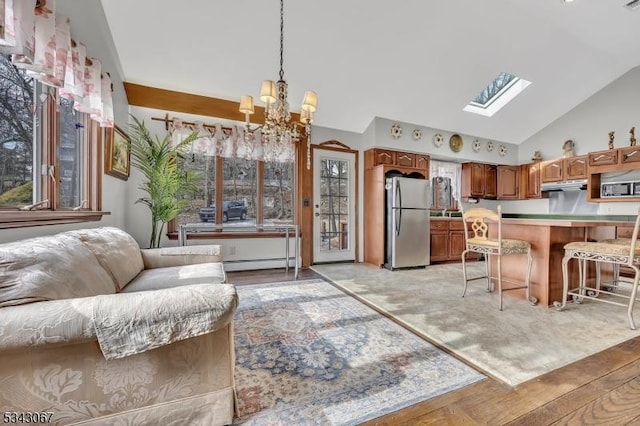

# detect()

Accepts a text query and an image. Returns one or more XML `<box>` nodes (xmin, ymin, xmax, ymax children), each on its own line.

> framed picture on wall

<box><xmin>105</xmin><ymin>125</ymin><xmax>131</xmax><ymax>180</ymax></box>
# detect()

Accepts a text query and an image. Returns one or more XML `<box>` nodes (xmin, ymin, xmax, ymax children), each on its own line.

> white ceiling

<box><xmin>100</xmin><ymin>0</ymin><xmax>640</xmax><ymax>144</ymax></box>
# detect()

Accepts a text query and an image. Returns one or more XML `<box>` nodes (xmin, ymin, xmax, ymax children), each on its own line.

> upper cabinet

<box><xmin>564</xmin><ymin>156</ymin><xmax>587</xmax><ymax>180</ymax></box>
<box><xmin>522</xmin><ymin>162</ymin><xmax>542</xmax><ymax>199</ymax></box>
<box><xmin>364</xmin><ymin>148</ymin><xmax>429</xmax><ymax>173</ymax></box>
<box><xmin>587</xmin><ymin>146</ymin><xmax>640</xmax><ymax>202</ymax></box>
<box><xmin>541</xmin><ymin>155</ymin><xmax>587</xmax><ymax>183</ymax></box>
<box><xmin>367</xmin><ymin>149</ymin><xmax>395</xmax><ymax>167</ymax></box>
<box><xmin>541</xmin><ymin>159</ymin><xmax>563</xmax><ymax>183</ymax></box>
<box><xmin>461</xmin><ymin>162</ymin><xmax>497</xmax><ymax>200</ymax></box>
<box><xmin>497</xmin><ymin>165</ymin><xmax>520</xmax><ymax>200</ymax></box>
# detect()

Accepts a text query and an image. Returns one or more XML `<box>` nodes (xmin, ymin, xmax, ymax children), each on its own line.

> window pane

<box><xmin>263</xmin><ymin>160</ymin><xmax>293</xmax><ymax>225</ymax></box>
<box><xmin>176</xmin><ymin>153</ymin><xmax>216</xmax><ymax>226</ymax></box>
<box><xmin>58</xmin><ymin>96</ymin><xmax>84</xmax><ymax>208</ymax></box>
<box><xmin>222</xmin><ymin>157</ymin><xmax>256</xmax><ymax>226</ymax></box>
<box><xmin>0</xmin><ymin>54</ymin><xmax>35</xmax><ymax>208</ymax></box>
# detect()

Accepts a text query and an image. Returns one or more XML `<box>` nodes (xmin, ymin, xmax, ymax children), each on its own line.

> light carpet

<box><xmin>232</xmin><ymin>279</ymin><xmax>484</xmax><ymax>425</ymax></box>
<box><xmin>311</xmin><ymin>262</ymin><xmax>640</xmax><ymax>387</ymax></box>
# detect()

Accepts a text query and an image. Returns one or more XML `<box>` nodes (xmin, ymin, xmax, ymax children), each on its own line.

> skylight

<box><xmin>463</xmin><ymin>72</ymin><xmax>531</xmax><ymax>117</ymax></box>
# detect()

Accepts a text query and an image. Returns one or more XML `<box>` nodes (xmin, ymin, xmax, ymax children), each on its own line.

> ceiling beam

<box><xmin>123</xmin><ymin>82</ymin><xmax>301</xmax><ymax>124</ymax></box>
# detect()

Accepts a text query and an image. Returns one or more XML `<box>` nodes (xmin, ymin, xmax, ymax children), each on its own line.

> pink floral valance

<box><xmin>168</xmin><ymin>118</ymin><xmax>294</xmax><ymax>163</ymax></box>
<box><xmin>0</xmin><ymin>0</ymin><xmax>113</xmax><ymax>127</ymax></box>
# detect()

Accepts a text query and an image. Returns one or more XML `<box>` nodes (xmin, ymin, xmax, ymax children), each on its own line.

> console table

<box><xmin>178</xmin><ymin>223</ymin><xmax>299</xmax><ymax>279</ymax></box>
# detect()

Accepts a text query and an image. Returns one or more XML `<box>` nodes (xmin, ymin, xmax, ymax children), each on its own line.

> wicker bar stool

<box><xmin>461</xmin><ymin>205</ymin><xmax>538</xmax><ymax>310</ymax></box>
<box><xmin>554</xmin><ymin>210</ymin><xmax>640</xmax><ymax>329</ymax></box>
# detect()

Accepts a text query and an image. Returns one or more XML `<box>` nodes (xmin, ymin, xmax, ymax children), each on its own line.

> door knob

<box><xmin>314</xmin><ymin>212</ymin><xmax>320</xmax><ymax>217</ymax></box>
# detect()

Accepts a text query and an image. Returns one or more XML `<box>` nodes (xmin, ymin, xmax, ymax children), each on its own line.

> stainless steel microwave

<box><xmin>600</xmin><ymin>181</ymin><xmax>640</xmax><ymax>198</ymax></box>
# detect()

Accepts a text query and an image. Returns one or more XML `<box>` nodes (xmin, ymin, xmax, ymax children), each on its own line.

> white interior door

<box><xmin>313</xmin><ymin>148</ymin><xmax>356</xmax><ymax>263</ymax></box>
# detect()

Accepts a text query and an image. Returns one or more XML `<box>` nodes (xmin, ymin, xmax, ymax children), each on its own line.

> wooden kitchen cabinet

<box><xmin>415</xmin><ymin>154</ymin><xmax>430</xmax><ymax>172</ymax></box>
<box><xmin>363</xmin><ymin>166</ymin><xmax>386</xmax><ymax>266</ymax></box>
<box><xmin>542</xmin><ymin>156</ymin><xmax>587</xmax><ymax>182</ymax></box>
<box><xmin>485</xmin><ymin>165</ymin><xmax>498</xmax><ymax>198</ymax></box>
<box><xmin>620</xmin><ymin>146</ymin><xmax>640</xmax><ymax>165</ymax></box>
<box><xmin>563</xmin><ymin>155</ymin><xmax>587</xmax><ymax>180</ymax></box>
<box><xmin>364</xmin><ymin>148</ymin><xmax>430</xmax><ymax>173</ymax></box>
<box><xmin>497</xmin><ymin>165</ymin><xmax>520</xmax><ymax>199</ymax></box>
<box><xmin>429</xmin><ymin>221</ymin><xmax>449</xmax><ymax>263</ymax></box>
<box><xmin>587</xmin><ymin>146</ymin><xmax>640</xmax><ymax>202</ymax></box>
<box><xmin>430</xmin><ymin>219</ymin><xmax>477</xmax><ymax>263</ymax></box>
<box><xmin>541</xmin><ymin>159</ymin><xmax>563</xmax><ymax>182</ymax></box>
<box><xmin>589</xmin><ymin>149</ymin><xmax>618</xmax><ymax>167</ymax></box>
<box><xmin>448</xmin><ymin>220</ymin><xmax>468</xmax><ymax>260</ymax></box>
<box><xmin>366</xmin><ymin>149</ymin><xmax>395</xmax><ymax>167</ymax></box>
<box><xmin>395</xmin><ymin>151</ymin><xmax>415</xmax><ymax>167</ymax></box>
<box><xmin>522</xmin><ymin>161</ymin><xmax>542</xmax><ymax>199</ymax></box>
<box><xmin>461</xmin><ymin>162</ymin><xmax>497</xmax><ymax>199</ymax></box>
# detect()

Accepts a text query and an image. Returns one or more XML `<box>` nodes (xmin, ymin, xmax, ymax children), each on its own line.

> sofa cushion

<box><xmin>66</xmin><ymin>227</ymin><xmax>144</xmax><ymax>290</ymax></box>
<box><xmin>121</xmin><ymin>263</ymin><xmax>226</xmax><ymax>293</ymax></box>
<box><xmin>0</xmin><ymin>234</ymin><xmax>117</xmax><ymax>307</ymax></box>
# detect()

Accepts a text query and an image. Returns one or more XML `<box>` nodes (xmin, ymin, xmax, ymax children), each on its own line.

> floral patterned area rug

<box><xmin>232</xmin><ymin>279</ymin><xmax>484</xmax><ymax>425</ymax></box>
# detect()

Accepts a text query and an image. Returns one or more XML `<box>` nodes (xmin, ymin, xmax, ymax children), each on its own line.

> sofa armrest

<box><xmin>140</xmin><ymin>245</ymin><xmax>222</xmax><ymax>269</ymax></box>
<box><xmin>0</xmin><ymin>297</ymin><xmax>95</xmax><ymax>353</ymax></box>
<box><xmin>93</xmin><ymin>284</ymin><xmax>237</xmax><ymax>360</ymax></box>
<box><xmin>0</xmin><ymin>283</ymin><xmax>238</xmax><ymax>359</ymax></box>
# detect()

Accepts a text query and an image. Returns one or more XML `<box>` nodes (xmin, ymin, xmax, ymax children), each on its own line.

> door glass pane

<box><xmin>319</xmin><ymin>158</ymin><xmax>349</xmax><ymax>252</ymax></box>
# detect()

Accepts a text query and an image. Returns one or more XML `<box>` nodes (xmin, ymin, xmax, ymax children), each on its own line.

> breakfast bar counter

<box><xmin>489</xmin><ymin>215</ymin><xmax>634</xmax><ymax>306</ymax></box>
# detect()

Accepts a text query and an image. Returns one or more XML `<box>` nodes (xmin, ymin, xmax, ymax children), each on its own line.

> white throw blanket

<box><xmin>92</xmin><ymin>284</ymin><xmax>237</xmax><ymax>360</ymax></box>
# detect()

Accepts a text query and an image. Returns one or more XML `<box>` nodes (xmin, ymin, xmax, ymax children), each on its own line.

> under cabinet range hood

_ _ _

Begin with the line that contains "white throw blanket" and set down each line exactly until the records above end, including the final line.

OUTPUT FOR THIS EXERCISE:
> white throw blanket

<box><xmin>92</xmin><ymin>284</ymin><xmax>237</xmax><ymax>360</ymax></box>
# detect()

Accepts a text query and an image. Returns one or more XML `<box>` nodes (xmin, ymin, xmax, ymax children), each on its own line.

> under cabinet range hood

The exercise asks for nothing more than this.